## PROVIDED TEXT
# # # # # # #

A developer built a public tracker to answer one question: is the Strait of Hormuz open for shipping? The project landed 484 points on Hacker News, but the builder’s candid admission in the comments reveals a common agent plumbing problem. Live ship-tracking APIs cost too much for a side project, so they manually copied JSON snapshots from an unnamed source instead.
This is not a story about geopolitics. It is a story about the infrastructure gap between real-time data feeds and what you can actually afford to poll when building an agent that monitors real-world state changes.
The Data Ingestion Problem
Maritime tracking APIs like MarineTraffic and VesselFinder charge hundreds to thousands of dollars per month for live AIS (Automatic Identification System) data. For a production logistics agent or a hedge fund monitoring oil shipments, that cost is justified. For a developer trying to track whether a single chokepoint is blocked, it is not.

# # # # # # #

## SUPPLIED INFORMATION
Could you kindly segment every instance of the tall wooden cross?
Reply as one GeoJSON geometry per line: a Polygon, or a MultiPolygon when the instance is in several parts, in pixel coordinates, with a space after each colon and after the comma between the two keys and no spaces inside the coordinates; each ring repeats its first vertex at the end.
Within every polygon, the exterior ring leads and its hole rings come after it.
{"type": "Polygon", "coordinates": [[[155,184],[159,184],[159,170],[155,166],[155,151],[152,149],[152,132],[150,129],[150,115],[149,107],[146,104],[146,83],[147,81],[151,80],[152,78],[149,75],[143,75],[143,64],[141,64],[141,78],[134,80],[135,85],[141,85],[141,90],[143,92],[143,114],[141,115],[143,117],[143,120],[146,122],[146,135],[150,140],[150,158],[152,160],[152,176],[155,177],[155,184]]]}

# # # # # # #

## WRITTEN TASK 1
According to the Hormuz tracker article, how much do maritime tracking APIs such as MarineTraffic and VesselFinder charge for live AIS data?
## WRITTEN TASK 2
Proceed with the Hormuz tracker article from the point where it stops.

## OUTPUT 1
Hundreds to thousands of dollars per month.

## OUTPUT 2
The builder’s workaround:
- Find a source that exposes ship position data as JSON
- Manually copy the JSON payload
- Parse it locally
- Display a binary state (open or closed) based on ship density
This works until the upstream source changes its schema, rate-limits your IP, or goes offline. You have no SLA, no versioning, and no way to detect drift except when your parser breaks.
Polling Architecture for Manual Snapshots
When you depend on manual data collection, your agent’s polling loop has to degrade gracefully. Here is the failure surface:
| Failure Mode | Detection Method | Mitigation |
|---|---|---|
| Schema drift | JSON parse error or missing expected keys | Schema validation layer with alerting |
| Stale data | Timestamp comparison (if available) | Display last-updated timestamp; flag staleness |
| Source offline | HTTP timeout or 404 | Fallback to cached state; surface error to user |
| Rate limiting | 429 response or IP block | Exponential backoff; consider proxy rotation |
| Manual update lag | Human forgets to refresh | Automate the copy step with a scraper (legal risk) |
The project tracks a binary state, but the underlying data is continuous ship positions. That means you need a threshold function: how many ships, in what positions, constitute “open”? If you hardcode the logic, you cannot adapt when blockade tactics change. If you make it configurable, you need a UI or config file that non-technical users can adjust.
Cost-Benefit Threshold for Paid APIs
When does it make sense to pay for a real API? Here is a decision matrix:
Stick with manual scraping if:
- Update frequency is low (hourly or daily)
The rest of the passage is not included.